━━━ Page text ━━━

I avert my eyes from the disappearing chicken and the children. I look at the man and my workmate. We lapse into small-talk with no reference at all to poultry, or to children, chatting light-heartedly as though nothing meaningful had just occurred.

Thinking on it now, I consider how many times I’ve bought some random chicken in the supermarket on a whim, and how little it represents to me. I could buy fifty chickens if I chose, five hundred if need be. And I think about what that one scrawny chicken meant to that family.

STORY THE THIRD: Fast forward another five years, to when I lived on an atoll in the Solomon Islands, a remote bunch of tropical islands in the South Pacific north of Australia. Because I ran a shipyard, I met lots of yachties who were on boats sailing through the Solomons. Often they would complain to me about the high prices being asked by the islanders for their beautiful wood carvings. After the first few complaints, I developed the following analogy which I used over and over.

I told the yachties, imagine that one day an alien spaceship lands in your front yard. It is made out of solid gold, and it is encrusted with rubies, diamonds, sapphires, and emeralds. The alien steps out of the spaceship. He is dressed in cloth picked out in gold and silver threads, and his shoes have platinum buckles and diamonds everywhere, including on the soles … he comes up to you, and through his universal vocoder he says, “I say, old fellow, I rather fancy that old pickup truck of yours. How much money would it take to convince you to part with it?”. 

Now, you know the old truck is worth maybe a hundred dollars, and that’s on a good day with a following wind. And no one can predict the future, but you are kinda sure that this opportunity will never come again … which means the real question is, would you tell the diamond-studded alien “Oh, I could be persuaded to let it go for a million dollars, it’s kinda precious to me”, or would you only say “a hundred thousand dollars”?

Seriously, I’d tell the yachties, you get a one-time chance like that, you have to take your shot. You have to ask for the moon. Might not get it, but why not ask?

Next, consider the average Solomon Islander, I would tell the yachties. The average guy in some outer island village might only see a hundred Solomon dollars in cash all year, that’s thirty bucks US. I said to the yachtie, your watch is worth thirty dollars US. Your yachting shorts set you back forty-five, the cool sunglasses were seventy-five dollars, the Izod polo shirt was fifty-five, the belt was thirty bucks. Your stylish yachting cap was sixty bucks. The nice Sperry Topsider boat shoes were seventy-five dollars. Not counting your socks or your skivvies or your jewelry,  just what you are wearing alone is worth about what cash the average outer islander might make in ten or twelve years. It’s worth a decade of his labor, and that’s merely what you are wearing as you pass through his world.  That doesn’t count the cash in your pocket, or the credit cards in your pocket. It doesn’t count the value of the rest of your wardrobe. And we haven’t even gotten to the money you might have in the bank or your other assets …

So yes, when you sail up to the village in a yacht and ask how much something costs, they will ask a hundred dollars Solomon, or three hundred dollars, who knows? Because to them, you’re an alien wearing gold cloth, with diamonds on the soles of your shoes. They’d be mad not to ask top dollar for their carvings.

━━━ Supplied data ━━━

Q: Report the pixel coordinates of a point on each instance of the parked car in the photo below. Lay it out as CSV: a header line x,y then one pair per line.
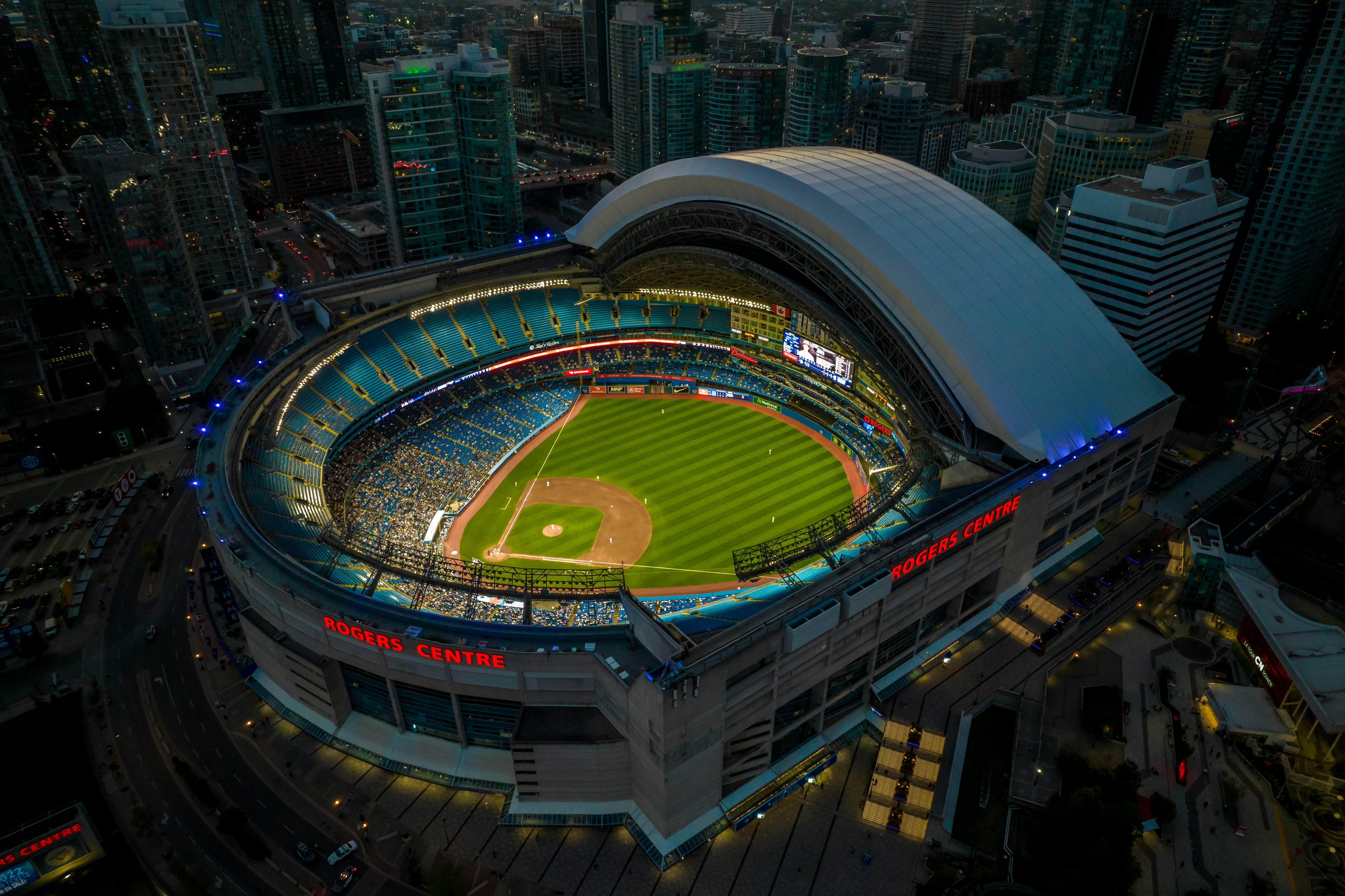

━━━

What is required
Resume the passage about Solomon Islands carvings, picking up right after its last sentence. The lines above have no connection to the passage about Solomon Islands carvings.

Right answer
And I told the yachties, you know what? Given both that huge disparity in net worth between you and the woodcarver, and the world-class quality of the woodcarving in the Solomons, you’d be mad not to pay top dollar for whatever carvings catch your fancy.

============ END OF THE THREE STORIES =============

Now, I have told these three tales in order to provide a context for a couple of quotes. The context that I am providing is that there is an almost inconceivable distance from the top of the heap to the bottom of the heap. The top of the heap is the 1%, not of the US, but of the global population. That 1% is made up of the people like you and me and the folks who read this, folks who live in the western world, the top few percent of the global population who enjoy the full benefits of development, the winners on the planet. It’s a long, long way from where we stand down to the bottom of the heap, that dark and somewhat mysterious place we don’t like to think about where far too many of the planet’s people eke out a living on a dollar or three a day, and we wonder how on earth they can do so. To them, we are as unknown and distant as aliens in golden jeweled spaceships with diamonds on the soles of our shoes. I offer the stories to give you some idea of the constraints on those people’s lives, and the contrasts between their lives and ours.

Those people have no slack. They have no extra room in their budgets. They have no ability to absorb increases in their cost of living, particularly their energy spending. They have no credit cards, no credit, and almost no assets. They have no health insurance. They are not prepared for emergencies. They have no money in the bank. They have no reserve, no cushion, no extra clothing, no stored food in the basement, no basement for that matter, no fat around their waist, no backups, no extras of any description. They are not ready for a hike in the price of energy or anything else. They have damn well nothing—a wooden digging stick, a spare dress, a picture of Jesus, a paper wall, a scrawny chicken, a bowl of millet.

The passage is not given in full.